Prompt: Going through the entries below, copy out each line that contains "lighthouse".

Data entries
::::::::::
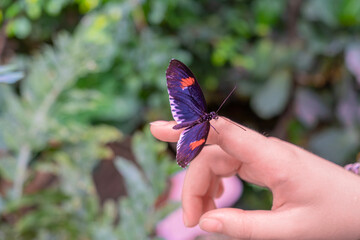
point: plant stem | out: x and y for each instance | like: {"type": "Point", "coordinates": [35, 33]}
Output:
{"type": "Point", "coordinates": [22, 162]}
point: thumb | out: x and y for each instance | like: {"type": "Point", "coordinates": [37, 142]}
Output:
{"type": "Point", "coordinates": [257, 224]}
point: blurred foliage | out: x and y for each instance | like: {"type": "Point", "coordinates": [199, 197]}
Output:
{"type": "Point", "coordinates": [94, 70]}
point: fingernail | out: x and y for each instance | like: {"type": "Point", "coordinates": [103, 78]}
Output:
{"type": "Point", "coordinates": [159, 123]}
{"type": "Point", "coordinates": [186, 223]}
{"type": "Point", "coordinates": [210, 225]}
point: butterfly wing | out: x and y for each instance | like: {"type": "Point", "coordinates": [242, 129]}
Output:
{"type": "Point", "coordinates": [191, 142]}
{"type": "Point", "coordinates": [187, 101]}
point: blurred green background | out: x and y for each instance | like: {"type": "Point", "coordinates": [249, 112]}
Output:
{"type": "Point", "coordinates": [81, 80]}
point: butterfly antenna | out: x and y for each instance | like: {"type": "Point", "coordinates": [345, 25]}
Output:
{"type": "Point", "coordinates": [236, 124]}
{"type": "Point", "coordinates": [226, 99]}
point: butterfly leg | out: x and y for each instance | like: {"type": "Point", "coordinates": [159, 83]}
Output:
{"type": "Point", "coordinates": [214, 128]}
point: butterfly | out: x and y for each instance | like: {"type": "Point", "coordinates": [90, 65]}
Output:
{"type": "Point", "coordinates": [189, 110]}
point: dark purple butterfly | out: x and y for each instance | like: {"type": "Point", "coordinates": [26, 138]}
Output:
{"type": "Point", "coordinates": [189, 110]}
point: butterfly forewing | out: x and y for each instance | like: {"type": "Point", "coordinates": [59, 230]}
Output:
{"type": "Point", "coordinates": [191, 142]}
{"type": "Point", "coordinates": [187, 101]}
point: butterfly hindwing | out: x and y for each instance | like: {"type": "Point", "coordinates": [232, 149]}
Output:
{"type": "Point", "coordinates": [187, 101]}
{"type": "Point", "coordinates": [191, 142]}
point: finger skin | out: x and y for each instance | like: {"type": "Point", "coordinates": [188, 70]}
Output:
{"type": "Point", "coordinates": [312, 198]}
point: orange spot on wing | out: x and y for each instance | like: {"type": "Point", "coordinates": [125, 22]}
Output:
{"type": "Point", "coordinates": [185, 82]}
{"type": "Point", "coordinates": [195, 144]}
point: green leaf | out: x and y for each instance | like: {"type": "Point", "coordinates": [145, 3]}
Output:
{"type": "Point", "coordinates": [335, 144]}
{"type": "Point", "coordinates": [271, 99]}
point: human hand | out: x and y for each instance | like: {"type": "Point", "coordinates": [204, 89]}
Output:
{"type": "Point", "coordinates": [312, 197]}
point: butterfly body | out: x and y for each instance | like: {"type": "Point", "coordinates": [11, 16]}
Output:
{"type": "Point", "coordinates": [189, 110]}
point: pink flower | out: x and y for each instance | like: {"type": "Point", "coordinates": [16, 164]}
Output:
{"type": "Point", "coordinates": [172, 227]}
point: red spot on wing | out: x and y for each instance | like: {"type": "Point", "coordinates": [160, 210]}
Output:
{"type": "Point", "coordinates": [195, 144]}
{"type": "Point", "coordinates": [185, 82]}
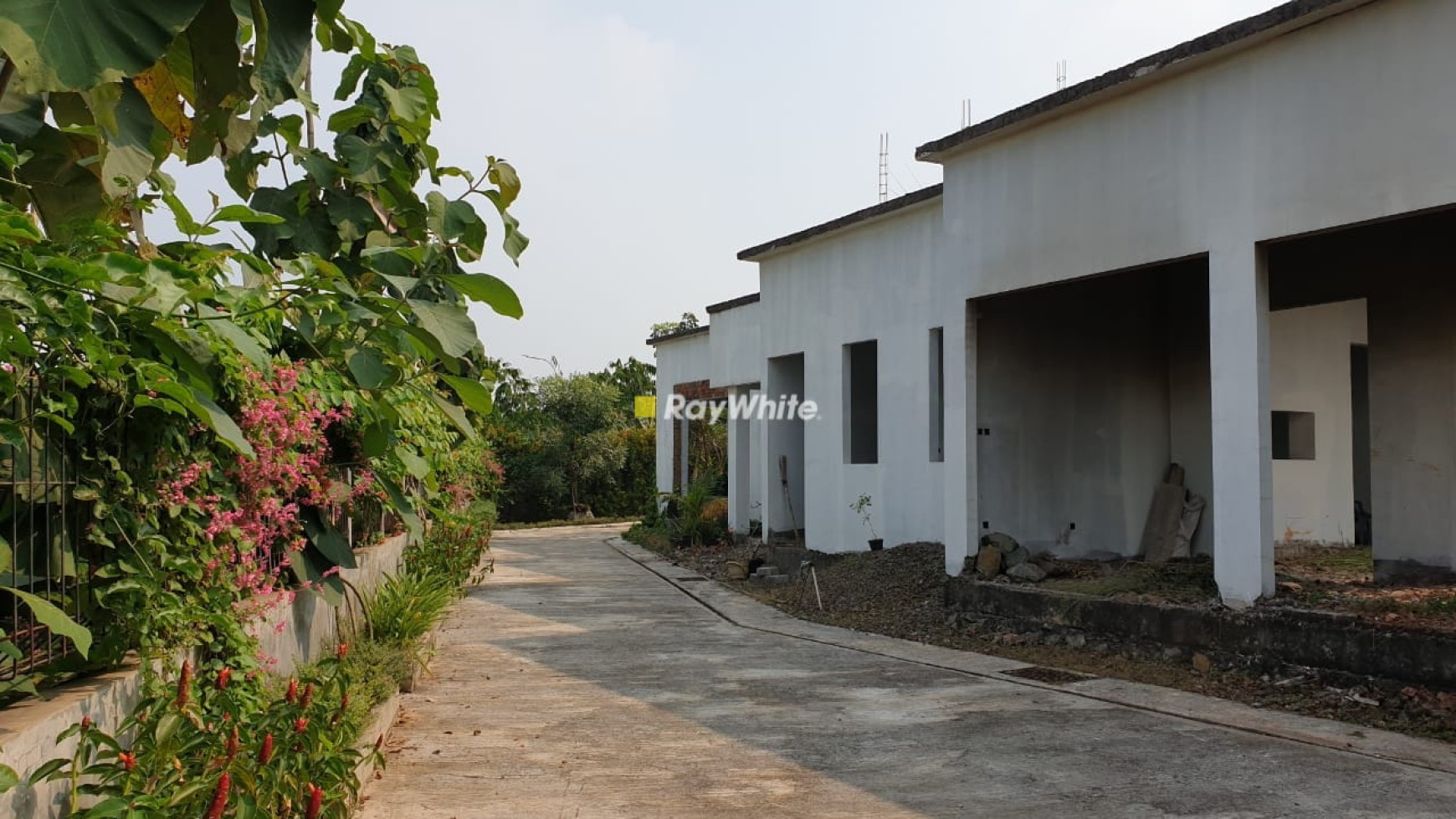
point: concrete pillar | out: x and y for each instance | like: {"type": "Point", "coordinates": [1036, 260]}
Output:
::::::::::
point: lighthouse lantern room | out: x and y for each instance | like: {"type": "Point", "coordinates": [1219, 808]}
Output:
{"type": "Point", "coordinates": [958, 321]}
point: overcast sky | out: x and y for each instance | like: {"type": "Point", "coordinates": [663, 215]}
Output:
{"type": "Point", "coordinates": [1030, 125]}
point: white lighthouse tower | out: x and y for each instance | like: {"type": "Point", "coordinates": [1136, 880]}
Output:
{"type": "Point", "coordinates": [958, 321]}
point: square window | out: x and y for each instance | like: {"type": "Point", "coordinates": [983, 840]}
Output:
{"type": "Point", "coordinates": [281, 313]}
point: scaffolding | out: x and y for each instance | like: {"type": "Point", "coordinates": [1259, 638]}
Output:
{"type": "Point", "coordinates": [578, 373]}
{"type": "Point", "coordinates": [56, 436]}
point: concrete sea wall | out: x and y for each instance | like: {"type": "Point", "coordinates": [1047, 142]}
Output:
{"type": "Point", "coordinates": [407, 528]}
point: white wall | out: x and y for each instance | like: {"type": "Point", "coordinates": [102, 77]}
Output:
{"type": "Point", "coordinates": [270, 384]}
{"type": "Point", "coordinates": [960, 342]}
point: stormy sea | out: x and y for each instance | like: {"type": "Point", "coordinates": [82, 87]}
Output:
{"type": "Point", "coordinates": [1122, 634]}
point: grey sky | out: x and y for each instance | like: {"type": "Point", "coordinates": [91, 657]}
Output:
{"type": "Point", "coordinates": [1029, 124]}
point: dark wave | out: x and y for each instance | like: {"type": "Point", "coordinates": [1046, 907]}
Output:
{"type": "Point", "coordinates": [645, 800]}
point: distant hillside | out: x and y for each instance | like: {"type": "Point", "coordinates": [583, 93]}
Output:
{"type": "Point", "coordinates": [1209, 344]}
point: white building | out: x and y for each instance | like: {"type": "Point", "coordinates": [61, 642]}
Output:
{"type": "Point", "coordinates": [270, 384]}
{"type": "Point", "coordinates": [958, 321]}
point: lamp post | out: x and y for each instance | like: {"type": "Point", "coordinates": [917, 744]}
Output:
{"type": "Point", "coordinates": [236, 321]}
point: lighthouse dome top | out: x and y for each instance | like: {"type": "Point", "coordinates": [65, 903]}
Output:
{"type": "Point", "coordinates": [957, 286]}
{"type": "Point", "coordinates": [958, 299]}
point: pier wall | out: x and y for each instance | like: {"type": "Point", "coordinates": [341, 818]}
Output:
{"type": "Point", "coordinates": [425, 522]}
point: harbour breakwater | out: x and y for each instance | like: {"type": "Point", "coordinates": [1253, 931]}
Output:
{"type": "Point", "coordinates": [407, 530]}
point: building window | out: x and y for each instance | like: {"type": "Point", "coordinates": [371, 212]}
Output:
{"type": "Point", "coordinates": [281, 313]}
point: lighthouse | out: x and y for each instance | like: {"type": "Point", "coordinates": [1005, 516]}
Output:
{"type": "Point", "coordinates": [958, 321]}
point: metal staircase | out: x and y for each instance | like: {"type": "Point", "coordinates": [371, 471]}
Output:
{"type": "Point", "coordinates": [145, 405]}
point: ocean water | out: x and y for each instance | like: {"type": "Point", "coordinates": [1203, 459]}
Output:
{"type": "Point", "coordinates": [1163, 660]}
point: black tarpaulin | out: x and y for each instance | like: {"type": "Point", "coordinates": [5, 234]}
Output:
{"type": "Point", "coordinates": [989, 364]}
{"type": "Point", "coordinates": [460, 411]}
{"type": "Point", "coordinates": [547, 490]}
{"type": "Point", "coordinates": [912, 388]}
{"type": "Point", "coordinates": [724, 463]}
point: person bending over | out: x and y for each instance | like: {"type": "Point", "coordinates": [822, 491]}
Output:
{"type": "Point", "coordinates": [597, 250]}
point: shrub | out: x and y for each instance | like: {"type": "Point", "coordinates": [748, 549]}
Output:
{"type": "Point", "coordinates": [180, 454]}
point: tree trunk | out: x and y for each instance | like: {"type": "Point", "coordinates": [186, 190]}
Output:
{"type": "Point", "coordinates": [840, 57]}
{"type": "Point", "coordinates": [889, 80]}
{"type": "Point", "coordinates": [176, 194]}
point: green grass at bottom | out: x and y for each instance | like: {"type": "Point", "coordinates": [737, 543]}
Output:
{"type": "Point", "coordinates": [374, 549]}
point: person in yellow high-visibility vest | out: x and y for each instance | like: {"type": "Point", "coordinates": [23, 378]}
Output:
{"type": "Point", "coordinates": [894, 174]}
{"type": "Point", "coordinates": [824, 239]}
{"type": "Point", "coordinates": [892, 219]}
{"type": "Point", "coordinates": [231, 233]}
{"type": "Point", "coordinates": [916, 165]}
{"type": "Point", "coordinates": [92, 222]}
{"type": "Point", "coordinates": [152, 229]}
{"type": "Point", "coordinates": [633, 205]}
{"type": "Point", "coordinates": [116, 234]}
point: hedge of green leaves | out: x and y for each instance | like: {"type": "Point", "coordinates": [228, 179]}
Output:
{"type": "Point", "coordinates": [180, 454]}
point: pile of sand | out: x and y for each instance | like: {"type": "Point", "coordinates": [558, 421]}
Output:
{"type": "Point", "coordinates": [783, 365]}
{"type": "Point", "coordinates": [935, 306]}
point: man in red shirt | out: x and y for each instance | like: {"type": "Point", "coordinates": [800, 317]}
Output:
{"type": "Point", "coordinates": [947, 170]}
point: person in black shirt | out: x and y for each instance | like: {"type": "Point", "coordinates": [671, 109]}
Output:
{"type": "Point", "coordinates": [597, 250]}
::::::::::
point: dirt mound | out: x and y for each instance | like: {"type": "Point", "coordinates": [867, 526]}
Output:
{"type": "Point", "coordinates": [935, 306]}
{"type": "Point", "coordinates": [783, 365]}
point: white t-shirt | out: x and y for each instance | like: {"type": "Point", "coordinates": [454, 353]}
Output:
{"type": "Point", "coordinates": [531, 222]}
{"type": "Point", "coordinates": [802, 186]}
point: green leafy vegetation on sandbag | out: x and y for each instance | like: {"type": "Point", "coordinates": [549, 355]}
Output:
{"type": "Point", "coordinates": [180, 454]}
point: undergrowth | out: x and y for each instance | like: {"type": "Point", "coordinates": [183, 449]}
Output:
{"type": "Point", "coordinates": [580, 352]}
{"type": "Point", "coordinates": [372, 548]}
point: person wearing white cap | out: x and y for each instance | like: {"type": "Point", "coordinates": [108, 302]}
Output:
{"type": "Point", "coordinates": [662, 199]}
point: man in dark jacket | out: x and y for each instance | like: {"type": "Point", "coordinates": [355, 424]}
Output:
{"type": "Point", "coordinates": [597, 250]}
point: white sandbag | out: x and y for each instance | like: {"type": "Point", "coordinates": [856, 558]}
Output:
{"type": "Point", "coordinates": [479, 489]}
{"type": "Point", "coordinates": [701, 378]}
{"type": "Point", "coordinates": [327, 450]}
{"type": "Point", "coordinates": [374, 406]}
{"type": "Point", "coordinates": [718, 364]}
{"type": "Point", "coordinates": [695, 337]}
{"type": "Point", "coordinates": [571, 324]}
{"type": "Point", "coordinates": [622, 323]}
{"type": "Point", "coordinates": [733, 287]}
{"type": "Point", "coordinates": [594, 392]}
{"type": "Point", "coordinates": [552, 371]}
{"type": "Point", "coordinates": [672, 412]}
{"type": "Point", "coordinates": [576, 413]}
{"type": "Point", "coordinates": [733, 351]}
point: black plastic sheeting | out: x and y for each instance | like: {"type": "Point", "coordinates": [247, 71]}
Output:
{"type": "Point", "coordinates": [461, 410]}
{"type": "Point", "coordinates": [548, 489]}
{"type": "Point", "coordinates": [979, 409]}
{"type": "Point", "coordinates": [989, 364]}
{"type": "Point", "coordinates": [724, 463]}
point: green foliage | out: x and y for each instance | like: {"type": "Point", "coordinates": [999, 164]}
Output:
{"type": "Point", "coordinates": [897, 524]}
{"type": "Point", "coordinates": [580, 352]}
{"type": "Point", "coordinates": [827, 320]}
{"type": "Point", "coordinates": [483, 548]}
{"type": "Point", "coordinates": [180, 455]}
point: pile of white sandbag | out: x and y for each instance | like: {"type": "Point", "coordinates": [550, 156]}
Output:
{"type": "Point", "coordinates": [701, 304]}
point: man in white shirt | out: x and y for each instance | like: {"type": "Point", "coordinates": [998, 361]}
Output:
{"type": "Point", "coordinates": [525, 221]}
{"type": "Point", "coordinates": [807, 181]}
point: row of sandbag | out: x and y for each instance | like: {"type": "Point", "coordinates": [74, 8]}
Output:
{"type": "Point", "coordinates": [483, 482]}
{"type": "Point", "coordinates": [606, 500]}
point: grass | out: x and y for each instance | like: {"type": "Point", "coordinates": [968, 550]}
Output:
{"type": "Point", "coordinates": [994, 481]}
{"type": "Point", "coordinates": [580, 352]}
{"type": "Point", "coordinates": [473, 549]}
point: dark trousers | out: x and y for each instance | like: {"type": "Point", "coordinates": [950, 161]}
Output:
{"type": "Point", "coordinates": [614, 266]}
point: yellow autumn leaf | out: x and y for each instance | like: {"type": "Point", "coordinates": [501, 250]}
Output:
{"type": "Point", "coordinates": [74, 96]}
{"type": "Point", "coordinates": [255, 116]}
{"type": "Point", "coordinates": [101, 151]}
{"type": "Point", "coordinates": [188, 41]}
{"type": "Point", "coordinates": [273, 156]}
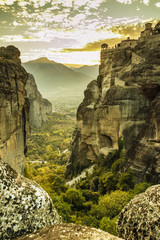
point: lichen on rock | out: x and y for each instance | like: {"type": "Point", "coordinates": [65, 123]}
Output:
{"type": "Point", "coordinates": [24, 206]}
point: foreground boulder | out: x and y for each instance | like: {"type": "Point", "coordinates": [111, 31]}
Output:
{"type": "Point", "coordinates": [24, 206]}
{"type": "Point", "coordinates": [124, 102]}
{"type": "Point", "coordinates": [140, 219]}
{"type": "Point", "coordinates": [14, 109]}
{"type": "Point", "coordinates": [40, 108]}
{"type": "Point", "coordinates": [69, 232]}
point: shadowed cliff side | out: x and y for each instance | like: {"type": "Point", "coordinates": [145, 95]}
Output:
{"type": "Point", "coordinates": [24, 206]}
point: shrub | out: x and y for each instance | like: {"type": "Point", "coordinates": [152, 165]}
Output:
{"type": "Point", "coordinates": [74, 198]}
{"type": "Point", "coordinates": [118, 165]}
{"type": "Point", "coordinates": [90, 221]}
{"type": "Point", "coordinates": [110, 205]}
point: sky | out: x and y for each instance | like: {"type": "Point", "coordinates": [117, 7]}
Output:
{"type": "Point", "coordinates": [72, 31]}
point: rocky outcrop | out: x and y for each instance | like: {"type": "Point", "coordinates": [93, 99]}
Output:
::::::::::
Answer below:
point: lighthouse lantern room | out: x and y for each instance | like: {"type": "Point", "coordinates": [1219, 808]}
point: white lighthouse tower | out: x and y for each instance | like: {"type": "Point", "coordinates": [1136, 880]}
point: lighthouse dome top | out: x and y for each instance | like: {"type": "Point", "coordinates": [65, 903]}
point: lighthouse | out: x and y for each instance | like: {"type": "Point", "coordinates": [1005, 516]}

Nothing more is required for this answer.